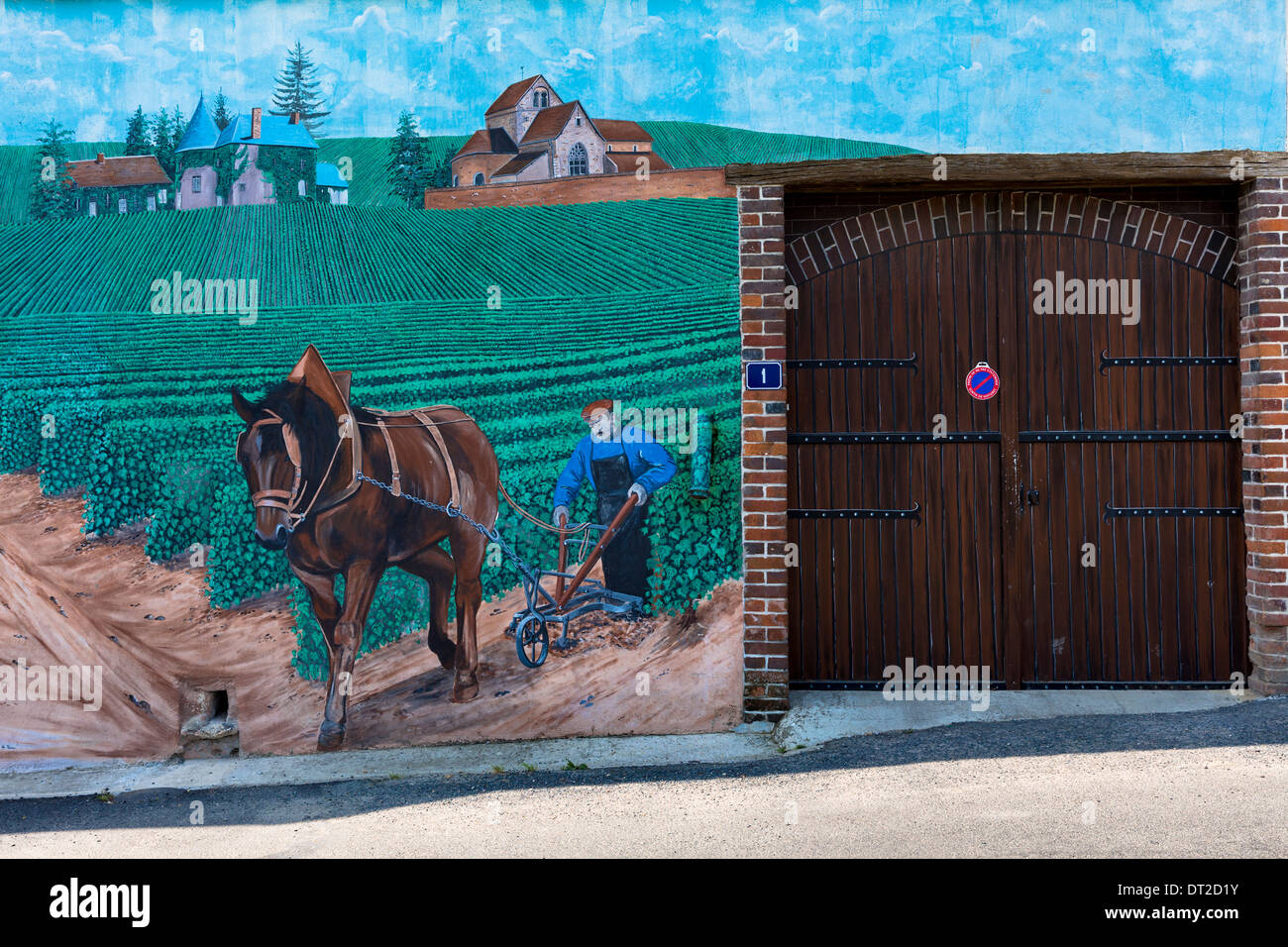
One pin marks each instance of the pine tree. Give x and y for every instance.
(165, 137)
(137, 134)
(407, 171)
(297, 90)
(51, 191)
(222, 116)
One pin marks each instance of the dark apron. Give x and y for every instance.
(626, 556)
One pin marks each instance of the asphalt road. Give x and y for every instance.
(1211, 784)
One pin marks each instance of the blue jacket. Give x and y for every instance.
(651, 464)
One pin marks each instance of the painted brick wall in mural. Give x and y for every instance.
(283, 457)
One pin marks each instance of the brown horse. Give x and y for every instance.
(303, 451)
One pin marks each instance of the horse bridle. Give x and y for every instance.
(287, 500)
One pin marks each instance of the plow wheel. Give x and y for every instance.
(532, 641)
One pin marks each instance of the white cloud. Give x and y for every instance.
(449, 31)
(110, 51)
(374, 17)
(1031, 27)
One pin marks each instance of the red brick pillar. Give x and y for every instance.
(764, 457)
(1262, 258)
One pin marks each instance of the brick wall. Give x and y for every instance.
(1263, 360)
(764, 457)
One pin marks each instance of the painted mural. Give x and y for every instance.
(297, 455)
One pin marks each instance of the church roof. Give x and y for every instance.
(273, 129)
(518, 162)
(550, 121)
(513, 94)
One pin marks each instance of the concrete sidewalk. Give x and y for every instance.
(816, 716)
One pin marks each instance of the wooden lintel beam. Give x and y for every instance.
(1018, 170)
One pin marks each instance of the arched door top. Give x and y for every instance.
(1014, 211)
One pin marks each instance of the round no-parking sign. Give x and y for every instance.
(982, 381)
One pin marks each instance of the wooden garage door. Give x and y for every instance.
(1083, 526)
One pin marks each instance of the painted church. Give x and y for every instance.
(531, 134)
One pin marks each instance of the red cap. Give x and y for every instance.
(595, 406)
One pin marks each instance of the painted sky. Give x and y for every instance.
(943, 76)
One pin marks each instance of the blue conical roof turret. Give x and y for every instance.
(202, 132)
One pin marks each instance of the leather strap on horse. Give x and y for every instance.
(395, 480)
(447, 458)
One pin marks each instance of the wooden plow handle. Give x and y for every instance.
(597, 551)
(563, 554)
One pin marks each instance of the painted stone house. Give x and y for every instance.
(124, 184)
(257, 158)
(532, 134)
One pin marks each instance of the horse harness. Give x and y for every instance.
(432, 425)
(290, 499)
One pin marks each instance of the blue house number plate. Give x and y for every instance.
(764, 376)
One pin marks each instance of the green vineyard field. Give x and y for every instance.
(682, 144)
(630, 300)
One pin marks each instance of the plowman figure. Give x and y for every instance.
(618, 463)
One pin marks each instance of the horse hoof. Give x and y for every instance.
(330, 736)
(465, 692)
(446, 656)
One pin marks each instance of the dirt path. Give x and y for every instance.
(65, 599)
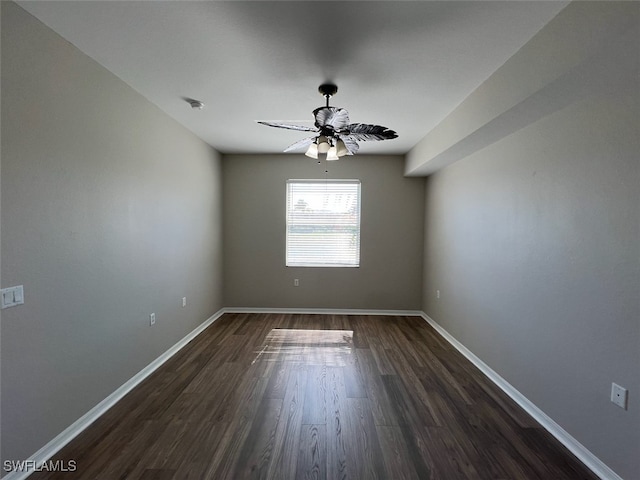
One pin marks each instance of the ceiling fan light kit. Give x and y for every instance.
(334, 135)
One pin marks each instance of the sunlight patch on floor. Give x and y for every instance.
(307, 347)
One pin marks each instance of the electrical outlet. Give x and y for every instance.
(619, 395)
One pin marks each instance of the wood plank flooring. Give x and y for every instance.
(248, 399)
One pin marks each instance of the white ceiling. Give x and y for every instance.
(404, 65)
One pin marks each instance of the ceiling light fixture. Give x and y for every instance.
(335, 136)
(195, 104)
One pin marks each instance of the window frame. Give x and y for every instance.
(293, 262)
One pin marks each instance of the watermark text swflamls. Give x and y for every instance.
(33, 466)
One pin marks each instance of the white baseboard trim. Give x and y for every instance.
(574, 446)
(51, 448)
(325, 311)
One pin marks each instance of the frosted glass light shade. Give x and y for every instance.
(323, 144)
(341, 148)
(332, 154)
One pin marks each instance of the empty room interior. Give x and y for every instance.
(307, 239)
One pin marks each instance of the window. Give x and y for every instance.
(323, 223)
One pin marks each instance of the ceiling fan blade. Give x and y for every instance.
(304, 143)
(288, 126)
(350, 143)
(364, 132)
(336, 118)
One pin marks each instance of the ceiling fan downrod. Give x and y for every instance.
(327, 90)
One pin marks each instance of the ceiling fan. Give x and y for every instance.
(334, 135)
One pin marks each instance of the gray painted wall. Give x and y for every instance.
(110, 211)
(392, 218)
(533, 239)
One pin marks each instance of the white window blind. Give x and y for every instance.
(323, 223)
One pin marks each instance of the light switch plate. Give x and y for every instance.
(619, 395)
(12, 296)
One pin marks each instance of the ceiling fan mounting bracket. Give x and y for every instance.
(328, 89)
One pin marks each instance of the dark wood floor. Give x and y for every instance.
(393, 400)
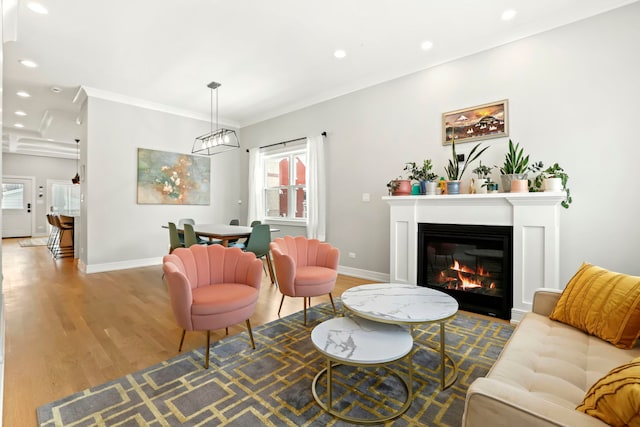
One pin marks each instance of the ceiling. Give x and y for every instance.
(272, 57)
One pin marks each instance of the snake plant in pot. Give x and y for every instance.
(454, 173)
(516, 166)
(423, 175)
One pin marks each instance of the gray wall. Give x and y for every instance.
(118, 232)
(573, 98)
(42, 168)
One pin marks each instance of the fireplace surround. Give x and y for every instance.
(472, 263)
(534, 218)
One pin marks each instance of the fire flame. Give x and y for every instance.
(467, 278)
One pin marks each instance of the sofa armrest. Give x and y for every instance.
(544, 300)
(494, 403)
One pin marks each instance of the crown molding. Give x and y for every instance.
(90, 92)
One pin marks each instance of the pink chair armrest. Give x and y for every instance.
(285, 268)
(179, 294)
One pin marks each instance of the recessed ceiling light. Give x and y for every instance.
(28, 63)
(508, 14)
(37, 8)
(426, 45)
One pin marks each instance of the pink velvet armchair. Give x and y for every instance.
(212, 287)
(305, 268)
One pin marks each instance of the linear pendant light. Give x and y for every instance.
(218, 140)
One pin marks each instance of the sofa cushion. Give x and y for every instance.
(602, 303)
(615, 398)
(554, 361)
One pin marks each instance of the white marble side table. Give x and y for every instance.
(403, 304)
(364, 343)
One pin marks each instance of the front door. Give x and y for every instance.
(17, 207)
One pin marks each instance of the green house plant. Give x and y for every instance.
(483, 174)
(453, 171)
(399, 186)
(423, 174)
(516, 166)
(554, 178)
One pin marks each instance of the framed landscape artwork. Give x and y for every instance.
(476, 123)
(173, 178)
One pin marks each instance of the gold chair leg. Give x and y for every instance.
(206, 359)
(253, 344)
(280, 308)
(332, 304)
(270, 265)
(305, 310)
(184, 331)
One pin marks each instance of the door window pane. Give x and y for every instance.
(65, 199)
(12, 196)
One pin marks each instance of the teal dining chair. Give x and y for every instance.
(190, 237)
(199, 240)
(258, 243)
(174, 238)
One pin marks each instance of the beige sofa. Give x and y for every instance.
(542, 374)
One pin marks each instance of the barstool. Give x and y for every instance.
(61, 250)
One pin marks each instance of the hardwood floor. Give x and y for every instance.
(67, 331)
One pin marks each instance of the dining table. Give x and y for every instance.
(223, 232)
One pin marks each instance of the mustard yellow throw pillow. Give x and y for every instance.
(602, 303)
(615, 398)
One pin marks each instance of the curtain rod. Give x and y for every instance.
(286, 142)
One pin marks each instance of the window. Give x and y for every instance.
(13, 196)
(285, 189)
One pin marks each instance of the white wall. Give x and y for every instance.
(42, 168)
(573, 99)
(120, 233)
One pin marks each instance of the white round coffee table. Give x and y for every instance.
(364, 343)
(403, 304)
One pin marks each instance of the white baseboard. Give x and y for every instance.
(364, 274)
(120, 265)
(146, 262)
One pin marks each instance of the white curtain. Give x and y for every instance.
(256, 195)
(316, 189)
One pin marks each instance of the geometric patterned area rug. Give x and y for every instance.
(271, 385)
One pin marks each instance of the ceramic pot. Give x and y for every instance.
(519, 186)
(479, 185)
(506, 180)
(453, 187)
(432, 188)
(553, 184)
(404, 188)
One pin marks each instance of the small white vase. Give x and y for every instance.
(553, 184)
(432, 188)
(479, 186)
(519, 186)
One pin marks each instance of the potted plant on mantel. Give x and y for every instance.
(515, 168)
(399, 187)
(424, 175)
(483, 174)
(554, 178)
(454, 174)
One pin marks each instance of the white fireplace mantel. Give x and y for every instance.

★ ★ ★ ★ ★

**SET EXERCISE:** Starting at the line containing "One pin marks each instance of the painted brick" and ending after the line containing "(1018, 170)", recast those lines as a numbered list, omitting any blank lines.

**RESULT BELOW:**
1. One pin marks each instance of the painted brick wall in mural. Give x and y for every instance.
2. (283, 457)
3. One pin marks each instance of the brown horse. Give x and y for every instance.
4. (303, 451)
5. One pin marks each instance of the horse bridle. Give x and y for every instance.
6. (287, 500)
7. One pin marks each instance of the plow wheel. Give x and y for every instance.
8. (532, 641)
9. One pin marks each instance of the white cloud. Give x and y for every instance.
10. (449, 31)
11. (110, 51)
12. (374, 17)
13. (1031, 27)
14. One pin marks each instance of the red brick pillar. Give x and y for every instance.
15. (764, 457)
16. (1262, 258)
17. One pin marks each instance of the brick wall. Give x and y for every instance.
18. (1263, 360)
19. (764, 457)
20. One pin marks each instance of the painted mural. Give x and y for every instance.
21. (297, 455)
22. One pin marks each instance of the church roof. Give x and y for every instance.
23. (273, 129)
24. (518, 162)
25. (550, 121)
26. (513, 94)
27. One pin marks each instance of the concrete sidewalk. Give x and y for every instance.
28. (816, 716)
29. One pin marks each instance of the wooden lintel beam. Give x and y for every instance.
30. (1018, 170)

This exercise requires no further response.